[EXERCISE REQUIREMENTS]:
a) Answer these questions from the NORML founder article:
(i) What organization did Keith Stroup found?
(ii) By how much did pot convictions rise during Rudy Giuliani's mayoral term in New York?
(iii) Who is the Cole memo named after?
b) Please write the next part of the article on NORML founder Keith Stroup, starting after its last sentence.

--- SELECTED PASSAGE Enclosed Below ---

Founder of NORML Talks to HIGH TIMES about Past, Present and Future

Michigan Pushes to Protect Medical Marijuana Dispensaries
Photo by Matthew Staver/For The Washington Post via Getty Images

Keith Stroup said that under normal circumstances after an election that enabled eight states to legalize either medical or recreational marijuana, we should all be dancing in the streets.

Founder and legal counsel of the National Organization for the Reform of Marijuana Laws (NORML), Stroup said that after five decades of working in the belly of the beast to affect change around marijuana policy, he is reasonably optimistic about the future of pot, although there are a few scenarios that concern him.

“It would be very difficult to re-criminalize marijuana in states where citizens voted to legalize it,” Stroup told HIGH TIMES. “However, president-elect Trump’s choice of certain politicians whose entire persona is based on being virulently anti-pot could cause problems for the commercial side of the industry, not necessarily for consumers. Throughout his campaign, Trump expressed support for the right of states to set medical marijuana policies.”

“What worries me are the likes of Rudy Giuliani, one of the biggest anti-marijuana zealots in the country under whose [mayoral] term in New York, pot convictions rose 10-fold,” Stroup continued.

Then there’s New Jersey Governor Chris Christie, possibly being tapped as Trump’s attorney general or commerce secretary. Christie has said he would like to see a crack down on states rights and enforcement of the federal ban on pot.

Stroup explained that legal action enacted under the Obama Administration in 2013 laid out an official policy of non-interference with state marijuana laws. This is called the Cole memo, named after then-Deputy Attorney General James Cole.

--- End of Enclosed SELECTED PASSAGE ---
--- DATA TO EXAMINE Enclosed Below ---

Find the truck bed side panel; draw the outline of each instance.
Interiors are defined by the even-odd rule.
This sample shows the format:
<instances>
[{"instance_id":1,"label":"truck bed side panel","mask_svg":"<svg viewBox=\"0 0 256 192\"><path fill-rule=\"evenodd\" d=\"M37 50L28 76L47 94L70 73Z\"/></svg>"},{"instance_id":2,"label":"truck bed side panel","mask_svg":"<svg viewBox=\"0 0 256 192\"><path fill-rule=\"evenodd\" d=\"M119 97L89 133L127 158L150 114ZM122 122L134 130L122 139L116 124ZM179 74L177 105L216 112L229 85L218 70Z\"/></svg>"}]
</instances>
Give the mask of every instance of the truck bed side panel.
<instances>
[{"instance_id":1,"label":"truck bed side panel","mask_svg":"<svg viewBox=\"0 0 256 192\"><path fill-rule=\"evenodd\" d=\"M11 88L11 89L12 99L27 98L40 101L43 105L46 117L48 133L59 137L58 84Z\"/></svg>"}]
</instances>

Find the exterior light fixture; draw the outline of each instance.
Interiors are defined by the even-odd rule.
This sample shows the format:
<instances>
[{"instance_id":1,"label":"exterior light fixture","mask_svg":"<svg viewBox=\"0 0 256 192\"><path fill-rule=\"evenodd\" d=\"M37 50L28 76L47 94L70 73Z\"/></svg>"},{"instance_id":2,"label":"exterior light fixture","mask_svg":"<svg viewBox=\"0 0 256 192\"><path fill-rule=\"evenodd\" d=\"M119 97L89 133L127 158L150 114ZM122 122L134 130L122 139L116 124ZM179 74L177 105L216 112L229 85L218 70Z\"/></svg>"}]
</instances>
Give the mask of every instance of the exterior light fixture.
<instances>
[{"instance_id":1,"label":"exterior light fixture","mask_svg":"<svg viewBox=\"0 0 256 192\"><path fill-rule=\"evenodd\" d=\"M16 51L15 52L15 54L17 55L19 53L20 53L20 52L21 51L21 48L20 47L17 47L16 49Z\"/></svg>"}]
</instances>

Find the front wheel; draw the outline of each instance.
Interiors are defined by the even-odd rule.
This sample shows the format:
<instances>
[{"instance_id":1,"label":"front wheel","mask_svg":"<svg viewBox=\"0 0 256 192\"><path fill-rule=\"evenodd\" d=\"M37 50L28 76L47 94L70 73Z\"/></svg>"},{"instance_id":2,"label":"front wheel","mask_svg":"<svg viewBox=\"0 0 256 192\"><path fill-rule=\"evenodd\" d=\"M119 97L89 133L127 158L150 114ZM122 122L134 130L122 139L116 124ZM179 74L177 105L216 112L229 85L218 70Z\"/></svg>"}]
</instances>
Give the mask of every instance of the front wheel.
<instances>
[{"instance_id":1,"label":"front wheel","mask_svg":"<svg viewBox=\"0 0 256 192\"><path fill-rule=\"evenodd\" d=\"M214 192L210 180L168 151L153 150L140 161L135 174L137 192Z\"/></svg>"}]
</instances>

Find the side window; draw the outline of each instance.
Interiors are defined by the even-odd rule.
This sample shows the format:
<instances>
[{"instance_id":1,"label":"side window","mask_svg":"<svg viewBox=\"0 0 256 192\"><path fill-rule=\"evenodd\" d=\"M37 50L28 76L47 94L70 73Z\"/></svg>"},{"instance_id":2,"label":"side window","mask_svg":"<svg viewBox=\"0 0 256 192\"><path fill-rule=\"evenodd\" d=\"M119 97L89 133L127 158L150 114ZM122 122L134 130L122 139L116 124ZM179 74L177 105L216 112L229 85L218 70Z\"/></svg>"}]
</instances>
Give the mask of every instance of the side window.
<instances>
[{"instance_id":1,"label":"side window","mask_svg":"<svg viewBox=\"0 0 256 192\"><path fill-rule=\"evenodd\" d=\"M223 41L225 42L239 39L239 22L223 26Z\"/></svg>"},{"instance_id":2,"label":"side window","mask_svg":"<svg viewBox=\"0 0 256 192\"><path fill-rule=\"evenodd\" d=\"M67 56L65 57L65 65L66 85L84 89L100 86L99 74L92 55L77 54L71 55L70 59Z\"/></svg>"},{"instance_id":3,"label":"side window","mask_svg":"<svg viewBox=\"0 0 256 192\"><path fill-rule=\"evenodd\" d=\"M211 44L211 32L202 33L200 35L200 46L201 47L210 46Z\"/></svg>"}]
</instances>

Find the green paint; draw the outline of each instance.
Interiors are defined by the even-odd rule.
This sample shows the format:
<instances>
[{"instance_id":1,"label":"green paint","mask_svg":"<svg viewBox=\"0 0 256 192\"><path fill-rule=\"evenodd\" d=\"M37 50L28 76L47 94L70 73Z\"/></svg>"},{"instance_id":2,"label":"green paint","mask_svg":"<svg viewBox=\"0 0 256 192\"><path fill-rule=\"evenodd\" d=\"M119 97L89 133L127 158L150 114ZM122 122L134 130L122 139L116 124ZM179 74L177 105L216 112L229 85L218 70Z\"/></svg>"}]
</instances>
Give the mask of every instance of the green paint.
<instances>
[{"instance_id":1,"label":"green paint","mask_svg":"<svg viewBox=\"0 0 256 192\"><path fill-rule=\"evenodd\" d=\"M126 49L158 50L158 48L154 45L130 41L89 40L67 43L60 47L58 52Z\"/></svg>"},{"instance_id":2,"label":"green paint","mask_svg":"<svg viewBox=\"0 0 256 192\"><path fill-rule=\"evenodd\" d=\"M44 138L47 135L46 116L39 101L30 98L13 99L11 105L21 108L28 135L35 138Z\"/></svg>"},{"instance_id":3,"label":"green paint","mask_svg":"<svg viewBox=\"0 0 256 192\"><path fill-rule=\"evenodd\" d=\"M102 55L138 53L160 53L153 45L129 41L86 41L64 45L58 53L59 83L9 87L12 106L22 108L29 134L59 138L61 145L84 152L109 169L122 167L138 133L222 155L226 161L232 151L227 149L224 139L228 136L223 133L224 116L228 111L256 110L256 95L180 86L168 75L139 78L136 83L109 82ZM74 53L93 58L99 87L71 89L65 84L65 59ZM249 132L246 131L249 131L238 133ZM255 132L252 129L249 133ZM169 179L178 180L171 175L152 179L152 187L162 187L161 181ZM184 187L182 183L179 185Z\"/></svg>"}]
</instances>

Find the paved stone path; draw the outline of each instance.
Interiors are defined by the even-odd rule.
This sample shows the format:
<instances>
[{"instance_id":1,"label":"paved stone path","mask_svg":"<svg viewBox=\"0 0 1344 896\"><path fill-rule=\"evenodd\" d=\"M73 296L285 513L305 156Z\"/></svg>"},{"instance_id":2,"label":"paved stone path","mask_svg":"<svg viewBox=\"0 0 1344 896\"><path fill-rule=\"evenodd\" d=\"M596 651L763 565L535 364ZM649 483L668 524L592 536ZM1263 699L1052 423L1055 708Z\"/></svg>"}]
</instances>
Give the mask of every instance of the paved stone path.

--- End of Enclosed DATA TO EXAMINE ---

[ANSWERS IN ORDER]:
a)
(i) The National Organization for the Reform of Marijuana Laws (NORML)
(ii) They rose 10-fold.
(iii) James Cole, then-Deputy Attorney General

b)
The hope is that the Trump government will not “revoke, revise or withdraw the Cole memo.” Such a move, Stroup believes, would be complicated.

This begs the question—despite the strident anti-weed and socially backward conservatives that will likely end up in Trump’s cabinet, why would the feds want to destroy a billion-dollar industry that has barely reached its full potential?

Furthermore, the feds cannot enforce federal law in legalized pot states without an injunction from each state. That is, the federal government can’t force a state to arrest someone for pot infractions.

“What are they going to do about it, send in the troops?” Stroup asked.  

What they can do, explained Stroup, would be to undercut the commercial and industrial aspects of the legal pot industry and drive it underground. The result would be similar to the current situation in Washington D.C., where it is legal to smok if you’re over 21, but there’s nowhere to buy weed. The illegal market still functions (without paying taxes, of course), and consumers grow and sell their own.

“If the Trump government tries to shut down the legal marijuana industry, we will see the rise of a thriving black market and organized crime,” Stroup said.

Despite the system of disconnected laws and policies around marijuana, Stroup stressed the magnitude of last week’s election.

“When NORML was founded in 1970, only 12 percent of the country supported marijuana,” he explained.

As a young lawyer in Washington D.C., Stroup worked with the National Commission on Product Safety. The concept of product safety and public interest appealed to him. Once the commission ended, Stroup went on to use his legal skills and, with several friends, founded NORML as a product-interest lobby for responsible marijuana smokers.

During the heady days of the 1972 Democratic National Convention, Stroup met Tom Forcade, founder of HIGH TIMES. Also a journalist and activist, Forcade kept a low profile, most likely because of his main job of “importing” weed from Mexico by the carload, truckload and planeload.

Stroup met Forcade at the 1972 DNC in Miami along with other counterculture icons like Abbie Hoffman, Jerry Rubin and Hunter S. Thompson, who would become one of NORML’s most popular and effective panelists.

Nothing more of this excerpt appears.